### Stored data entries
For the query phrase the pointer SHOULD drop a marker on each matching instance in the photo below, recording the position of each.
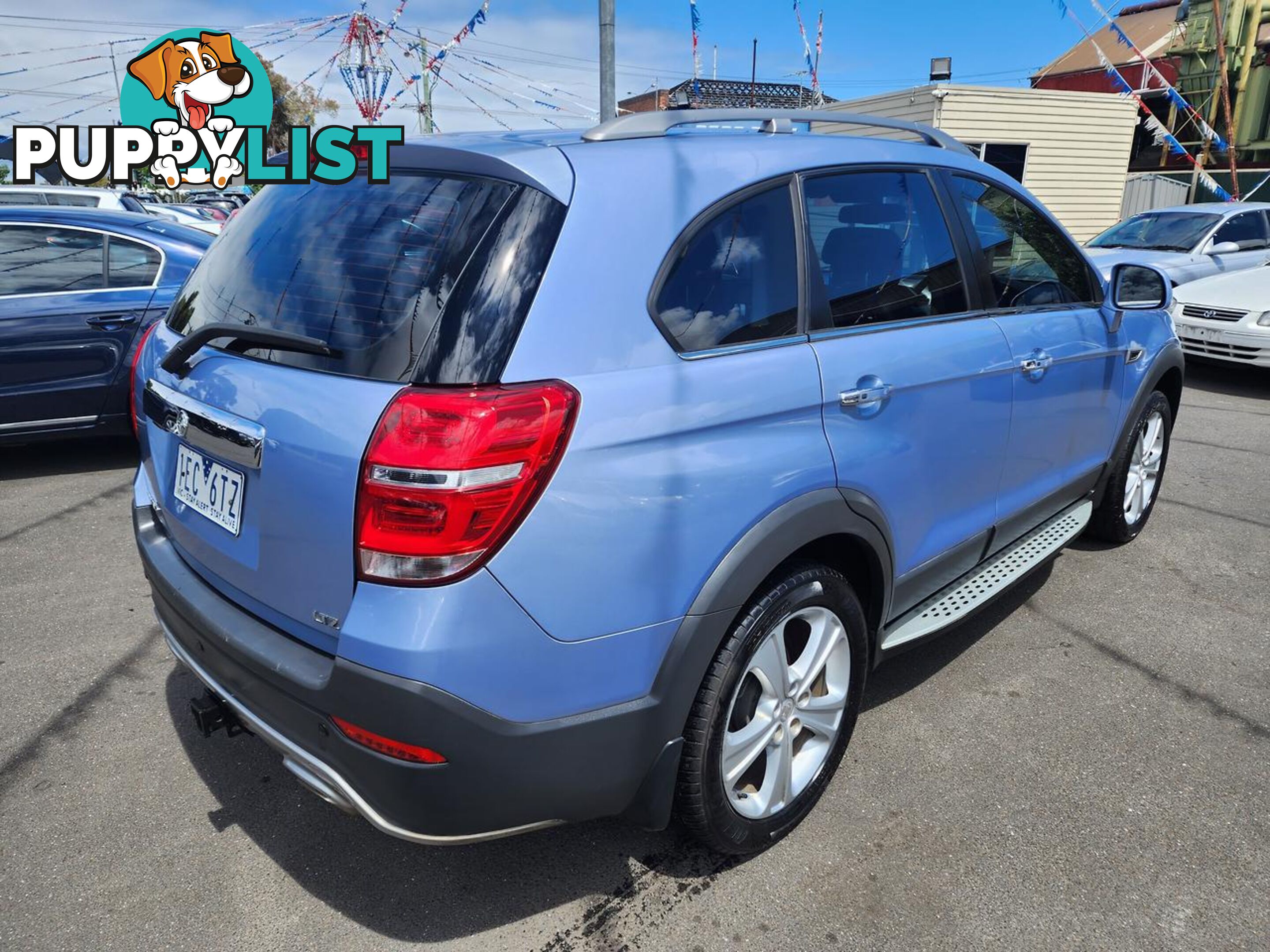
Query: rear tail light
(386, 746)
(450, 474)
(134, 412)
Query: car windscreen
(371, 270)
(1159, 231)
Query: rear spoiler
(542, 168)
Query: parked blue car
(79, 289)
(582, 475)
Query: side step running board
(985, 582)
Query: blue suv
(566, 475)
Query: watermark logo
(190, 82)
(196, 108)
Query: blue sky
(869, 48)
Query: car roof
(550, 160)
(74, 190)
(1210, 207)
(148, 227)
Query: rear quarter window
(371, 271)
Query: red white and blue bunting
(435, 64)
(1161, 135)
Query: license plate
(211, 489)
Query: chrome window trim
(106, 235)
(60, 422)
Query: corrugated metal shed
(1077, 143)
(1146, 192)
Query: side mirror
(1138, 287)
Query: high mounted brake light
(450, 474)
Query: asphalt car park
(1083, 763)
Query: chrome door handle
(865, 395)
(1038, 364)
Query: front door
(1067, 366)
(916, 384)
(65, 332)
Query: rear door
(1068, 366)
(916, 380)
(256, 457)
(67, 323)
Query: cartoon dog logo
(194, 77)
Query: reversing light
(386, 746)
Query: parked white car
(185, 216)
(1226, 316)
(82, 197)
(1188, 242)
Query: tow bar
(211, 714)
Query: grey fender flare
(737, 576)
(1170, 358)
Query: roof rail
(658, 123)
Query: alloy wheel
(1148, 454)
(787, 713)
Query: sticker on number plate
(211, 489)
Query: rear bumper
(501, 777)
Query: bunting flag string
(1255, 188)
(696, 59)
(807, 48)
(1158, 129)
(820, 45)
(482, 108)
(77, 46)
(554, 92)
(1150, 69)
(435, 64)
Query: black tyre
(775, 711)
(1139, 470)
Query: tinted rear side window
(131, 264)
(883, 248)
(1031, 262)
(45, 260)
(370, 270)
(736, 280)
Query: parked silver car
(1189, 242)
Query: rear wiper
(244, 338)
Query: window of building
(1011, 158)
(883, 248)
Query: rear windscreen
(367, 268)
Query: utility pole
(1220, 23)
(115, 69)
(754, 71)
(608, 69)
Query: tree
(292, 106)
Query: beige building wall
(1077, 143)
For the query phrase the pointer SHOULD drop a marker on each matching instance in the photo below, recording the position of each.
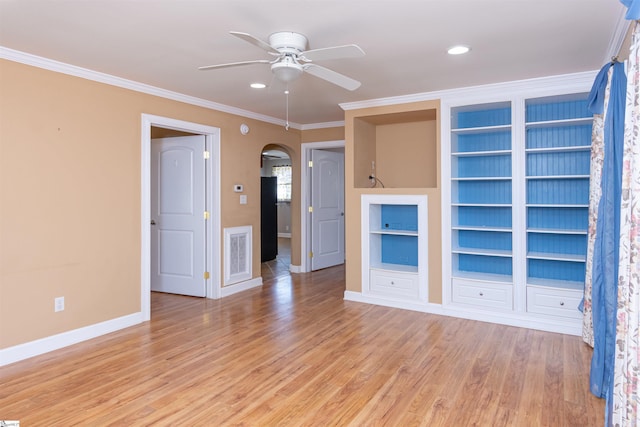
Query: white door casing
(327, 200)
(177, 215)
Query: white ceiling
(163, 42)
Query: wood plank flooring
(295, 353)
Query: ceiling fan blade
(332, 76)
(235, 64)
(336, 52)
(255, 41)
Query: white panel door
(327, 218)
(177, 215)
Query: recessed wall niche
(398, 149)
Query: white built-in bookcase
(518, 181)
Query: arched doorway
(276, 188)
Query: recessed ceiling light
(458, 50)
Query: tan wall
(70, 196)
(358, 136)
(397, 169)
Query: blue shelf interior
(556, 270)
(555, 108)
(494, 240)
(559, 136)
(571, 219)
(482, 216)
(484, 117)
(483, 141)
(484, 166)
(485, 264)
(555, 177)
(571, 244)
(398, 249)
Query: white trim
(618, 36)
(72, 70)
(305, 197)
(214, 240)
(64, 339)
(549, 84)
(241, 286)
(324, 125)
(547, 324)
(295, 268)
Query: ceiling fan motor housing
(288, 42)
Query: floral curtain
(611, 306)
(625, 410)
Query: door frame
(212, 204)
(305, 197)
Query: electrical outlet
(59, 304)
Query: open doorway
(276, 185)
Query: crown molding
(84, 73)
(324, 125)
(566, 82)
(618, 36)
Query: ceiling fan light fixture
(458, 50)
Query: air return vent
(237, 254)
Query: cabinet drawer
(494, 295)
(393, 283)
(556, 302)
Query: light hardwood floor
(295, 353)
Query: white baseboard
(58, 341)
(557, 324)
(239, 287)
(295, 268)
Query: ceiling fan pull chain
(286, 93)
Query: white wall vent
(237, 254)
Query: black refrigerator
(269, 218)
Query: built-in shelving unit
(557, 151)
(481, 203)
(519, 204)
(394, 245)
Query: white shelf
(555, 231)
(554, 284)
(481, 228)
(392, 232)
(562, 149)
(483, 178)
(482, 153)
(482, 277)
(539, 205)
(557, 176)
(560, 123)
(482, 252)
(556, 256)
(393, 267)
(482, 129)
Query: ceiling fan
(291, 58)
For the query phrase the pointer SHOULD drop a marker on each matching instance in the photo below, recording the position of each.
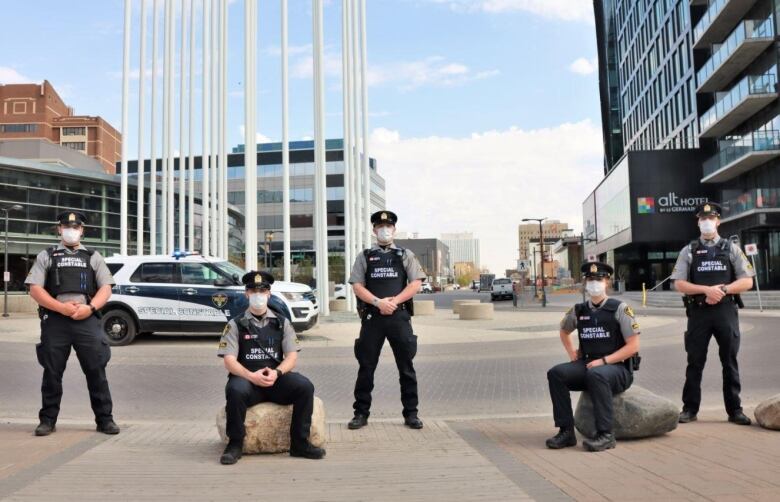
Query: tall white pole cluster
(172, 226)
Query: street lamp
(541, 242)
(6, 273)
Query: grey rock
(638, 413)
(268, 427)
(768, 413)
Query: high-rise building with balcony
(693, 87)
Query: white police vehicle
(187, 293)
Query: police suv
(187, 293)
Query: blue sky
(482, 110)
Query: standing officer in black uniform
(384, 279)
(608, 339)
(259, 349)
(712, 272)
(71, 283)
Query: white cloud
(584, 66)
(487, 182)
(567, 10)
(11, 76)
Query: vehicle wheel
(119, 327)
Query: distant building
(36, 112)
(463, 247)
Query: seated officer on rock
(608, 338)
(259, 348)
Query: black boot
(232, 453)
(602, 441)
(739, 418)
(563, 439)
(307, 450)
(44, 429)
(358, 421)
(109, 427)
(413, 422)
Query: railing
(752, 84)
(731, 150)
(756, 198)
(751, 28)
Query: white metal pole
(171, 212)
(205, 158)
(125, 112)
(190, 129)
(348, 251)
(286, 149)
(140, 171)
(321, 216)
(153, 156)
(364, 122)
(223, 133)
(182, 169)
(165, 130)
(250, 145)
(213, 128)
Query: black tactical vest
(259, 348)
(385, 272)
(70, 272)
(598, 330)
(711, 265)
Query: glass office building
(44, 190)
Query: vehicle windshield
(229, 269)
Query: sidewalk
(448, 460)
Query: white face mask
(708, 227)
(71, 236)
(595, 288)
(384, 235)
(258, 301)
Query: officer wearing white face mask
(602, 365)
(259, 350)
(711, 272)
(71, 284)
(385, 278)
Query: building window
(18, 127)
(74, 145)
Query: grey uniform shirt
(228, 344)
(740, 262)
(413, 269)
(40, 268)
(624, 315)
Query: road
(177, 378)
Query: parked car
(500, 289)
(188, 294)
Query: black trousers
(397, 328)
(722, 322)
(601, 382)
(290, 388)
(58, 335)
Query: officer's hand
(68, 308)
(82, 312)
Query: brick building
(36, 111)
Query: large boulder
(268, 427)
(768, 413)
(638, 413)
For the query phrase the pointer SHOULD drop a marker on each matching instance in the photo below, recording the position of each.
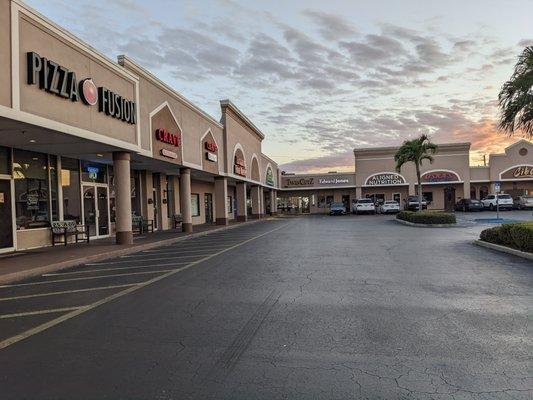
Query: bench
(64, 229)
(177, 219)
(141, 225)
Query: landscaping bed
(427, 217)
(518, 236)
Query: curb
(407, 223)
(503, 249)
(31, 273)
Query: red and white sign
(239, 167)
(165, 136)
(211, 146)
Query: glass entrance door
(96, 209)
(6, 233)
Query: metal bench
(141, 225)
(177, 219)
(64, 229)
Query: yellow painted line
(110, 269)
(33, 331)
(39, 312)
(29, 296)
(84, 278)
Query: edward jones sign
(385, 179)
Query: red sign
(240, 167)
(165, 136)
(211, 146)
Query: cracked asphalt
(354, 307)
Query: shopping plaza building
(445, 181)
(88, 139)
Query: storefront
(100, 142)
(445, 181)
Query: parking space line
(108, 269)
(49, 324)
(29, 296)
(84, 278)
(39, 312)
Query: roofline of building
(226, 103)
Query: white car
(362, 206)
(505, 201)
(389, 206)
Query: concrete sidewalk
(25, 264)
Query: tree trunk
(419, 187)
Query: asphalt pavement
(296, 308)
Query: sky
(320, 78)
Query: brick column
(121, 169)
(185, 199)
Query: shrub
(517, 235)
(427, 217)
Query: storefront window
(5, 161)
(229, 202)
(195, 204)
(70, 182)
(93, 172)
(31, 189)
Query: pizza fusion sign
(440, 177)
(518, 172)
(60, 81)
(385, 179)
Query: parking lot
(315, 307)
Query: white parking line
(84, 278)
(39, 312)
(29, 296)
(35, 330)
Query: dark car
(337, 209)
(469, 205)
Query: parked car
(389, 206)
(505, 201)
(411, 203)
(523, 202)
(469, 205)
(337, 209)
(362, 206)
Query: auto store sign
(385, 179)
(56, 79)
(519, 172)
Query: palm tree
(416, 151)
(516, 97)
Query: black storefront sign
(58, 80)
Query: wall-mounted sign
(520, 172)
(211, 156)
(239, 167)
(299, 182)
(384, 179)
(333, 181)
(210, 146)
(165, 136)
(439, 176)
(168, 154)
(56, 79)
(270, 177)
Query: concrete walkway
(25, 264)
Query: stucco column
(121, 169)
(221, 195)
(185, 199)
(466, 189)
(273, 202)
(241, 202)
(255, 194)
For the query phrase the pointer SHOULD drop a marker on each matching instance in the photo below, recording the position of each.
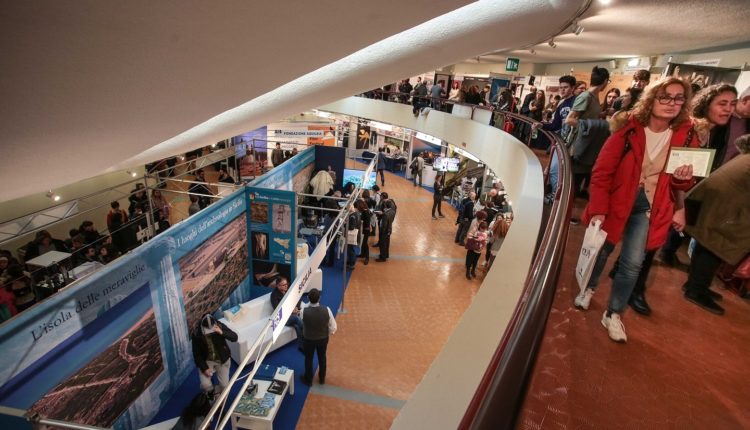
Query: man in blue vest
(319, 324)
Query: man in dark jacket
(386, 228)
(319, 325)
(465, 215)
(294, 321)
(715, 212)
(211, 352)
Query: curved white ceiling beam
(470, 30)
(85, 151)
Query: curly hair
(743, 144)
(699, 107)
(643, 108)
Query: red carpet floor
(682, 367)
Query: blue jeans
(295, 322)
(631, 256)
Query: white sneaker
(615, 327)
(583, 300)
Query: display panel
(355, 177)
(446, 164)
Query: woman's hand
(678, 220)
(684, 172)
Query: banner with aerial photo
(112, 349)
(272, 221)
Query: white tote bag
(592, 243)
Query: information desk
(244, 421)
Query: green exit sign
(511, 64)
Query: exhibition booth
(111, 350)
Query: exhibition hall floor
(398, 315)
(682, 367)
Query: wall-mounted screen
(446, 164)
(355, 177)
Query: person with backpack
(465, 215)
(437, 196)
(211, 352)
(475, 244)
(417, 165)
(419, 98)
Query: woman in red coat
(631, 195)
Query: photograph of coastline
(282, 218)
(99, 392)
(211, 272)
(260, 244)
(259, 212)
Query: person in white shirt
(318, 324)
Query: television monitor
(446, 164)
(355, 177)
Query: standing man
(586, 106)
(405, 89)
(641, 79)
(437, 196)
(386, 228)
(211, 353)
(465, 215)
(436, 92)
(319, 325)
(294, 321)
(418, 99)
(528, 98)
(416, 169)
(201, 188)
(277, 155)
(381, 166)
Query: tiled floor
(398, 315)
(682, 368)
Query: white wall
(729, 58)
(444, 393)
(487, 68)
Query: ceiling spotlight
(53, 196)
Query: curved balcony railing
(499, 394)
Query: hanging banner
(111, 349)
(272, 219)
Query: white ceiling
(92, 86)
(637, 28)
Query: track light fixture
(53, 196)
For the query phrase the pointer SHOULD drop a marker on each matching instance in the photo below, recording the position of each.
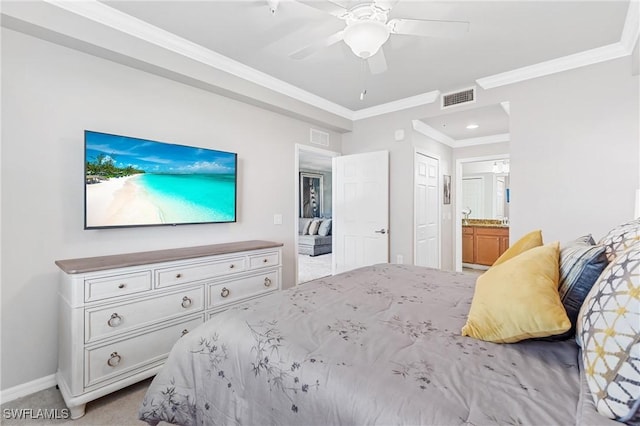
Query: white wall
(378, 133)
(50, 95)
(573, 151)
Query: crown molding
(108, 16)
(483, 140)
(399, 105)
(423, 128)
(631, 30)
(588, 57)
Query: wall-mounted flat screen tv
(139, 182)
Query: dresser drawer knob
(114, 359)
(115, 320)
(186, 302)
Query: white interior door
(361, 209)
(427, 212)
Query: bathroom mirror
(485, 189)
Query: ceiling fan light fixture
(366, 37)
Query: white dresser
(120, 315)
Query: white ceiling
(240, 49)
(503, 36)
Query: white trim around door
(313, 150)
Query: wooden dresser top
(99, 263)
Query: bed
(379, 345)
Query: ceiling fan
(368, 27)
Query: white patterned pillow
(609, 327)
(620, 238)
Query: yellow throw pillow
(529, 241)
(519, 299)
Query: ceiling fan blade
(377, 63)
(327, 6)
(425, 28)
(386, 4)
(314, 47)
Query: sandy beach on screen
(119, 201)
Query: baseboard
(475, 266)
(27, 388)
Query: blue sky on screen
(157, 157)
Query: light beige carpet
(310, 268)
(119, 408)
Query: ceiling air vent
(456, 98)
(319, 138)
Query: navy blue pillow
(581, 263)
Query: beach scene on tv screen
(131, 182)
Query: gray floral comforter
(379, 345)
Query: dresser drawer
(101, 288)
(199, 271)
(264, 260)
(230, 291)
(125, 356)
(127, 316)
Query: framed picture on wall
(446, 195)
(310, 195)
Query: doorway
(482, 188)
(427, 210)
(313, 212)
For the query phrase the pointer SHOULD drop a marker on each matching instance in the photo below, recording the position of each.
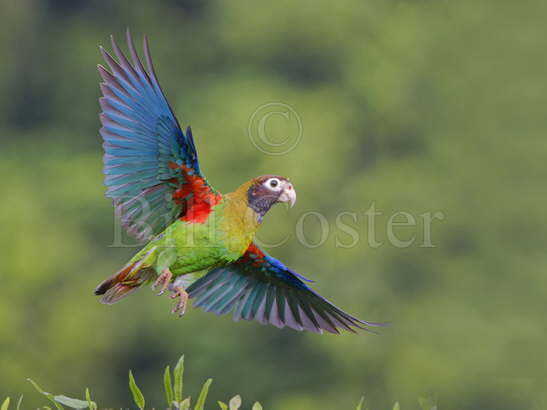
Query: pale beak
(288, 195)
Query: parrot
(200, 242)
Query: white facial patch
(273, 184)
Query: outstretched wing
(259, 287)
(151, 165)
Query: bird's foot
(163, 281)
(180, 293)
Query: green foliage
(136, 392)
(176, 404)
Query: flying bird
(200, 241)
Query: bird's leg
(180, 293)
(163, 281)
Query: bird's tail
(125, 282)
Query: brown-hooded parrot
(159, 192)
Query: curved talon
(180, 307)
(163, 281)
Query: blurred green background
(420, 106)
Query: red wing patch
(197, 197)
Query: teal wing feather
(259, 287)
(148, 159)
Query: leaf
(72, 403)
(45, 393)
(137, 394)
(427, 403)
(168, 386)
(19, 403)
(185, 404)
(235, 403)
(178, 374)
(91, 404)
(203, 395)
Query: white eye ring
(274, 184)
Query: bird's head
(265, 191)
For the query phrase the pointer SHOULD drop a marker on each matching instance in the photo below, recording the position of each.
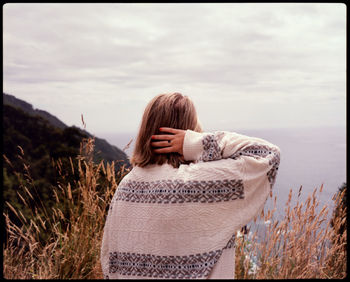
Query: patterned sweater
(166, 222)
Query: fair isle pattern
(211, 149)
(262, 151)
(146, 265)
(178, 191)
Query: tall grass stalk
(72, 245)
(302, 245)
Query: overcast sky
(244, 65)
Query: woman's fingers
(164, 150)
(170, 130)
(160, 144)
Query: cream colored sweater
(167, 222)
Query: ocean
(310, 157)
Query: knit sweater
(166, 222)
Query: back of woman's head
(165, 110)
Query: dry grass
(302, 245)
(296, 247)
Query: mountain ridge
(103, 150)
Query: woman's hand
(169, 143)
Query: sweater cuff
(192, 147)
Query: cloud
(115, 57)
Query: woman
(176, 213)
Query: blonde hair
(165, 110)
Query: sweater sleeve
(258, 156)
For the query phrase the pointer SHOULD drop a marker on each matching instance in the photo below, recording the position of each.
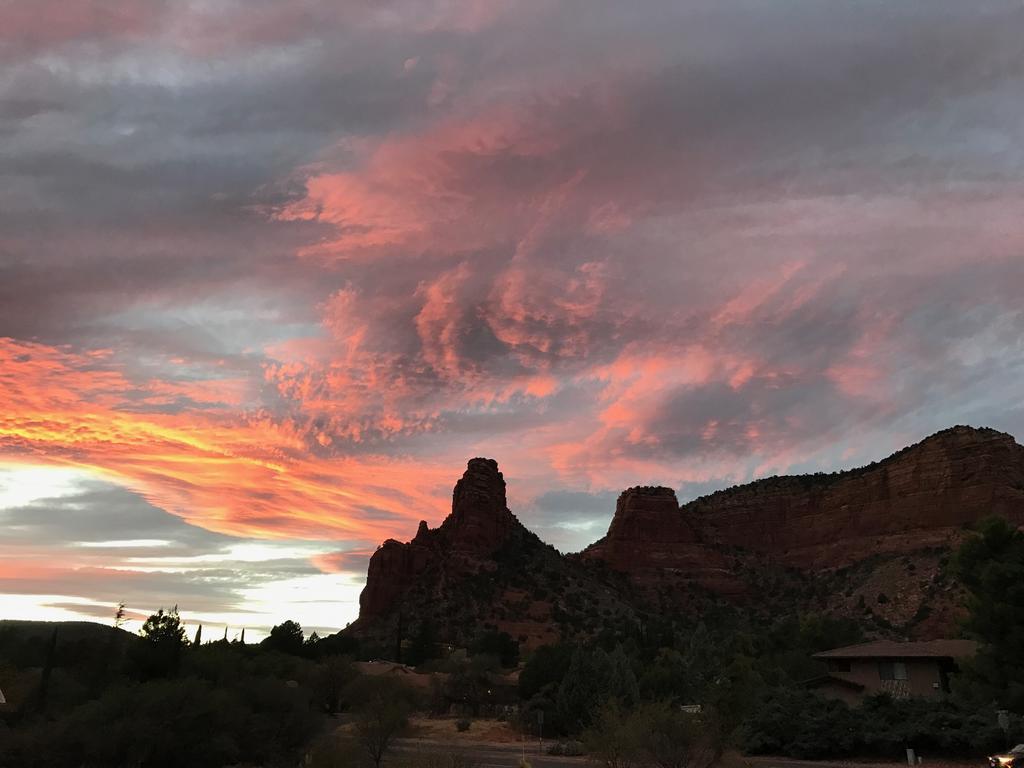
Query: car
(1012, 759)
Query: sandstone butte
(920, 498)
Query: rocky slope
(869, 543)
(482, 569)
(919, 498)
(663, 547)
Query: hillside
(869, 543)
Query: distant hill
(869, 544)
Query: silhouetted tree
(991, 567)
(286, 637)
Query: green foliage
(654, 733)
(804, 725)
(379, 718)
(592, 678)
(544, 670)
(990, 565)
(285, 638)
(164, 629)
(615, 738)
(161, 653)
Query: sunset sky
(270, 272)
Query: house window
(892, 671)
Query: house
(914, 669)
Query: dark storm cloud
(100, 512)
(337, 248)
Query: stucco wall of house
(924, 677)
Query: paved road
(494, 756)
(508, 756)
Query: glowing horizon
(271, 272)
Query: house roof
(892, 649)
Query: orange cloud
(239, 472)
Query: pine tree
(991, 567)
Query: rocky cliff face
(658, 545)
(919, 498)
(867, 543)
(479, 523)
(481, 569)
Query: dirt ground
(481, 731)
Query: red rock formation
(915, 499)
(658, 545)
(479, 520)
(478, 524)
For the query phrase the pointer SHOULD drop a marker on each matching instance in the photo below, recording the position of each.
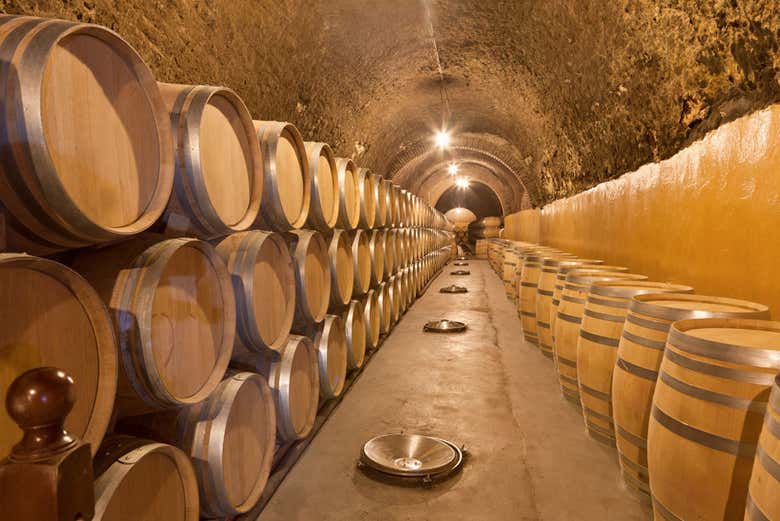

### Exercise goal
Show every line of the entries that contains the word "rocky". Case counts.

### The answer
Query: rocky slope
Query: rocky cliff face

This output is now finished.